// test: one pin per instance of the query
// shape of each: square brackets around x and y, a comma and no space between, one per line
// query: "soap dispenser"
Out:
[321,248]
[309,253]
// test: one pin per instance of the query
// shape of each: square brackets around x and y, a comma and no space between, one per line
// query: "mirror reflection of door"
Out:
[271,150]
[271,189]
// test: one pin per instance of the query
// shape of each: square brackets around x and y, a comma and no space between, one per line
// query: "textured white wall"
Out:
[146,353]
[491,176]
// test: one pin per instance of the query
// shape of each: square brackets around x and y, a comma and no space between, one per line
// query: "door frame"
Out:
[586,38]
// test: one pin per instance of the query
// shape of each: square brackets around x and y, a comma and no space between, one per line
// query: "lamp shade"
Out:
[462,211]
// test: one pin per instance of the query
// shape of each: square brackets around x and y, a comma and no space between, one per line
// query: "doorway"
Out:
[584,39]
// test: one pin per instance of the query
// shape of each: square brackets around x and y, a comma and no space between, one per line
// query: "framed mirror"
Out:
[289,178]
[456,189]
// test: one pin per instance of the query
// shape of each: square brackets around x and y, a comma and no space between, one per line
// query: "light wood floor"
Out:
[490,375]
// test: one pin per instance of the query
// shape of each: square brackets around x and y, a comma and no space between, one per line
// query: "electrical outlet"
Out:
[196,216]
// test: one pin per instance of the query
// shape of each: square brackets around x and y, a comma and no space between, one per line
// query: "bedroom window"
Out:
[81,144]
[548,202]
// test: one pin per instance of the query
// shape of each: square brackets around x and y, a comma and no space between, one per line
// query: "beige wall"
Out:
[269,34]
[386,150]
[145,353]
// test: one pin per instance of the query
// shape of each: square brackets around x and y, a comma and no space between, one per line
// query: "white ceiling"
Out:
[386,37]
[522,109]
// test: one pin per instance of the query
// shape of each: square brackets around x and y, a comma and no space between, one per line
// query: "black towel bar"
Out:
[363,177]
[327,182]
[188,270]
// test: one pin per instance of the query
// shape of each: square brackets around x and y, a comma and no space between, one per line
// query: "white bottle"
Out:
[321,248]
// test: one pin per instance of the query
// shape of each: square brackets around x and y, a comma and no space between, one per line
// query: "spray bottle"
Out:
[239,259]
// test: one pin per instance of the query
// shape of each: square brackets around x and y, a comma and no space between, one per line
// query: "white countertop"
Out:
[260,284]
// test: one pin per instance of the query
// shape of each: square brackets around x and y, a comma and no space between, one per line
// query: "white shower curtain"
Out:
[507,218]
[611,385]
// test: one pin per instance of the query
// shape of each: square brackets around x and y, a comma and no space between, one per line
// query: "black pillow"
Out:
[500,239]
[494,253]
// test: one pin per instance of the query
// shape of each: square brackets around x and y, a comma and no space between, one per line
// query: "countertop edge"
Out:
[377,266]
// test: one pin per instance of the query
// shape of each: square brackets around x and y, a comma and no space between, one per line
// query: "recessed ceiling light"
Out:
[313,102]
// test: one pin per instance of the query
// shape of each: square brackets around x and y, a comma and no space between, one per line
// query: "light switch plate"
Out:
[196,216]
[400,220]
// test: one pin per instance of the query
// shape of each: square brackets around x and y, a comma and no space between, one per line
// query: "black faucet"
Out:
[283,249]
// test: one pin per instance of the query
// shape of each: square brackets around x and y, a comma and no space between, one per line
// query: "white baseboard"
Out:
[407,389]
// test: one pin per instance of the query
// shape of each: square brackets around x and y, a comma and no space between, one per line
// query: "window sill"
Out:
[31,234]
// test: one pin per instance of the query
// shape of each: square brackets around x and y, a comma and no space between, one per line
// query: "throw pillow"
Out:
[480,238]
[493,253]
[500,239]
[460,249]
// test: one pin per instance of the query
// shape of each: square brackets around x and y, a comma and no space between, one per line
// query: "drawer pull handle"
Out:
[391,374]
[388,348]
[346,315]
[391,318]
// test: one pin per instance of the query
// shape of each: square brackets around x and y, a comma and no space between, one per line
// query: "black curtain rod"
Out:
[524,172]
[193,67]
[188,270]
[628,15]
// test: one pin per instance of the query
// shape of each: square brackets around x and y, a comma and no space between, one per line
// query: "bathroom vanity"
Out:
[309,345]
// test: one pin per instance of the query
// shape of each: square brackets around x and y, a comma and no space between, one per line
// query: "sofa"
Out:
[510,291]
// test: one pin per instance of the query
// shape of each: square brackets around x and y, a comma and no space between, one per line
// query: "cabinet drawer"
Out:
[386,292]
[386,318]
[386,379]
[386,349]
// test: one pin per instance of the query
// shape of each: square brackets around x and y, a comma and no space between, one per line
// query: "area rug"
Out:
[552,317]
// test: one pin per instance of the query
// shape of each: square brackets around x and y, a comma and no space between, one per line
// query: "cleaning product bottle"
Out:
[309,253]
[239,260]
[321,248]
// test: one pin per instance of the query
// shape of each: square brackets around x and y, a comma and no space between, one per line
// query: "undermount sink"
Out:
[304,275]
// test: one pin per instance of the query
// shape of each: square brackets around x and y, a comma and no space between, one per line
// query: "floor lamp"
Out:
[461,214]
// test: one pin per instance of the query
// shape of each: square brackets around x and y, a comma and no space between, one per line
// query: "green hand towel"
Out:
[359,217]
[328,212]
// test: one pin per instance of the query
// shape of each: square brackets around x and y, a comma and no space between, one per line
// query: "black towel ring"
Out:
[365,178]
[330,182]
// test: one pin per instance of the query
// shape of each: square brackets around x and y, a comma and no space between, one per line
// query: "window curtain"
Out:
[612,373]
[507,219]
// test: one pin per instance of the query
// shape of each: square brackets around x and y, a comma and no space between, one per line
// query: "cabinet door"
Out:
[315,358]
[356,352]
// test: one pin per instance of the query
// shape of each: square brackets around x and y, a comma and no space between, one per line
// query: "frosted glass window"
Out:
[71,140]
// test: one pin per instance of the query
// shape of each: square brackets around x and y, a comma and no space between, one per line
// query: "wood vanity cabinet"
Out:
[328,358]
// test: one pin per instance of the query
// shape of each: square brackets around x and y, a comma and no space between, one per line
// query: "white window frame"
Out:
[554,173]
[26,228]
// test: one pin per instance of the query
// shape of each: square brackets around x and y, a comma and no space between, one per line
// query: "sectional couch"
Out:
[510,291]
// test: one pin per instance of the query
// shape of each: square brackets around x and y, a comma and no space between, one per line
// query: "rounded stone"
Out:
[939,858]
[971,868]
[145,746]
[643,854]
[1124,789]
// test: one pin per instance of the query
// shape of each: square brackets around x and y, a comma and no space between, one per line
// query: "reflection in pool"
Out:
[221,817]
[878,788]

** Written problem **
The entries above should be repeated exactly, every one of them.

** The completed task **
// test: one pin per instance of the query
// shape of each: square brackets around x and y, a comma and no space between, one per line
// query: "soap dispenser"
Out:
[321,248]
[309,253]
// test: one pin per instance of the query
// shape of each: square brackets around x and y, a comma and no space between, one per line
// query: "mirror reflection of door"
Out:
[271,150]
[271,189]
// test: one pin per instance of the query
// shape of each: square brackets around x and y, a comma and no space between, one per line
// query: "textured white wall"
Out:
[146,353]
[491,176]
// test: one pin per instance of the query
// shape of each: square brackets around x and y, a comma and no space between, one per line
// query: "door frame"
Out:
[586,38]
// test: one pin per instance of the query
// shape of each: square brackets around x and y, a comma and no space between, one per line
// query: "lamp shade"
Out:
[462,211]
// test: one pin per instance of the query
// shape of each: square brackets around x and y, a comma and no space between, one per line
// query: "doorway"
Out:
[584,39]
// test: one pin per instance of the query
// shape of each: square brackets around x and y, a comma and no space between, one per line
// query: "framed mirror"
Out:
[289,178]
[456,189]
// test: one pin per instance of the query
// shape of each: square brackets around x and y, a comma and no space between, one per line
// query: "light wood floor"
Out:
[490,375]
// test: one pin per instance of the query
// shape of each: square brackets around x and y, a comma and no space between, one per line
// query: "electrical outlet"
Out:
[196,216]
// test: one pin per instance of the query
// shape of each: square brackets around x and y, a comma and no space between, one per line
// query: "bedroom window"
Out:
[81,144]
[548,202]
// test: one pin per instance of the query
// shape of each: square brackets around x and y, a comma and no space between, one per line
// query: "beige wall"
Out:
[269,34]
[386,150]
[145,353]
// test: one pin per instance of the query
// shape of each: square brackets around x and y, a comma and no space between, one per line
// query: "white ceiling"
Out:
[386,37]
[522,109]
// test: one pin per instance of the query
// shape of each: square brackets around x and y, a comma and no space between, one per line
// query: "black towel bar"
Out:
[363,177]
[327,182]
[188,270]
// test: one pin per instance of the query
// shape of each: square brackets around x and y, a comma and no space between, one per line
// query: "white bottle"
Out:
[321,248]
// test: one pin per instance of the query
// shape of each: square brackets around x and y, a comma and no space between, one per line
// query: "spray bottle"
Out:
[239,259]
// test: one pin per instance of the query
// shape of each: square brackets around x and y, a comma and no space between, one per line
// query: "white countertop"
Out:
[260,284]
// test: one pin per instance of the query
// shape of each: square brackets around x and y, a comma and no space between, one per line
// query: "white shower curtain"
Out:
[507,218]
[611,385]
// test: one pin per instance of the query
// shape of each: square brackets around x and y, a comma and no space between, one per line
// query: "black pillow"
Out:
[500,239]
[494,253]
// test: one pin per instance of the query
// shape of each: square brackets around x and y, a comma and no space between, one per line
// query: "countertop edge"
Out:
[377,266]
// test: one pin per instance of the query
// shape of each: square brackets around x and y, a comma and no space between, one per line
// query: "recessed ceiling light"
Out:
[313,102]
// test: one pin per instance of the query
// shape of each: square brackets around x and y, a comma and no space between, one per line
// query: "light switch plate"
Out:
[196,216]
[400,220]
// test: one pin per instance of the query
// shape of each: square brackets around x and y, a comma and no space between, one per line
// query: "black faucet"
Out:
[283,249]
// test: one pin per instance of the query
// shape of each: square brackets around x and y, a comma and no space between, one per line
// query: "white baseboard"
Out:
[407,389]
// test: one pin per instance of the query
// shape of each: square brackets around x and y, a comma and no space between, one per line
// query: "window sill"
Out:
[31,234]
// test: one pin per instance of the query
// shape of each: square brackets around x and y, a comma and no space between, one per line
// query: "throw pillow"
Out:
[480,238]
[493,253]
[500,239]
[460,249]
// test: one pin per instance of the query
// shape of each: square brackets around x and y, a comma and no space between, one per line
// query: "drawer pull handle"
Out:
[391,374]
[388,348]
[346,315]
[391,318]
// test: one pin per instance of the query
// shape of each: square brackets around x and y, a comma and no space between, one per line
// query: "black curtain rod"
Out:
[524,172]
[193,67]
[188,270]
[628,15]
// test: one pin per instance of the query
// shape of each: square brackets around x and y, a comma and no space between, one per line
// query: "bathroom vanity"
Out:
[309,345]
// test: one pin per instance of the query
// shape of each: square brackets around x and y, a comma and no space between, one per line
// query: "sofa"
Out:
[510,291]
// test: one pin per instance of the query
// shape of each: square brackets around x and y, a comma and no space between, one per line
// query: "cabinet drawer"
Out:
[386,292]
[386,318]
[386,379]
[386,349]
// test: one pin per instance of the query
// shape of each: square brackets around x and y, a comma and no space between, one per line
// query: "area rug"
Out:
[552,317]
// test: one pin per instance of the query
// shape of each: square brackets around x and y, a comma and no space between, one per line
// query: "cleaning product bottle"
Out:
[309,253]
[239,260]
[321,248]
// test: one pin per instance of the query
// shape of each: square brackets around x and y, a comma and no space between, one per line
// query: "undermount sink"
Out:
[304,275]
// test: one pin per instance of the query
// shape of each: square brackets around x and y, a comma and no space between, one per line
// query: "floor lamp"
Out:
[461,214]
// test: one pin per instance of the query
// shape of each: square brackets around x and y, a comma and no space between, one per line
// query: "green hand towel"
Out:
[359,217]
[328,212]
// test: one pin per instance of the query
// shape of each: square brackets around x and y, a comma and no space between, one per line
// query: "black towel ring"
Out:
[365,178]
[330,182]
// test: one pin per instance of the query
// shape of each: square brackets around x and y, a comma and no space between, one per line
// query: "window curtain"
Out:
[612,373]
[507,219]
// test: one pin per instance of the query
// shape of each: square brackets around x and y, a comma and no space between, one per line
// query: "cabinet door"
Out:
[315,358]
[356,352]
// test: one pin per instance of the query
// shape of each: square brackets around x and y, a comma and no space between, one per line
// query: "frosted glass window"
Out:
[71,140]
// test: one pin per instance of the query
// shape of each: square brackets around x and y, a comma and no space between, one per line
// query: "wood vanity cabinet"
Out:
[328,358]
// test: one pin per instance of the query
// shape of each: square brackets around x and y, a comma and no space between, one per line
// query: "white window frame"
Out:
[554,173]
[26,228]
// test: one pin per instance of the query
// shape of each: square brackets around x and y, a comma and no space between, one per line
// query: "sectional couch"
Out:
[510,291]
// test: one pin per instance of the query
// shape of each: square brackets around x and y, a comma and no space between, one per line
// query: "rounded stone"
Out:
[939,858]
[971,868]
[145,746]
[643,854]
[1124,789]
// test: one pin per instance of the query
// shape of each: square brackets around x and y, a comma and no space between, one per line
// query: "reflection in pool"
Out:
[221,817]
[878,788]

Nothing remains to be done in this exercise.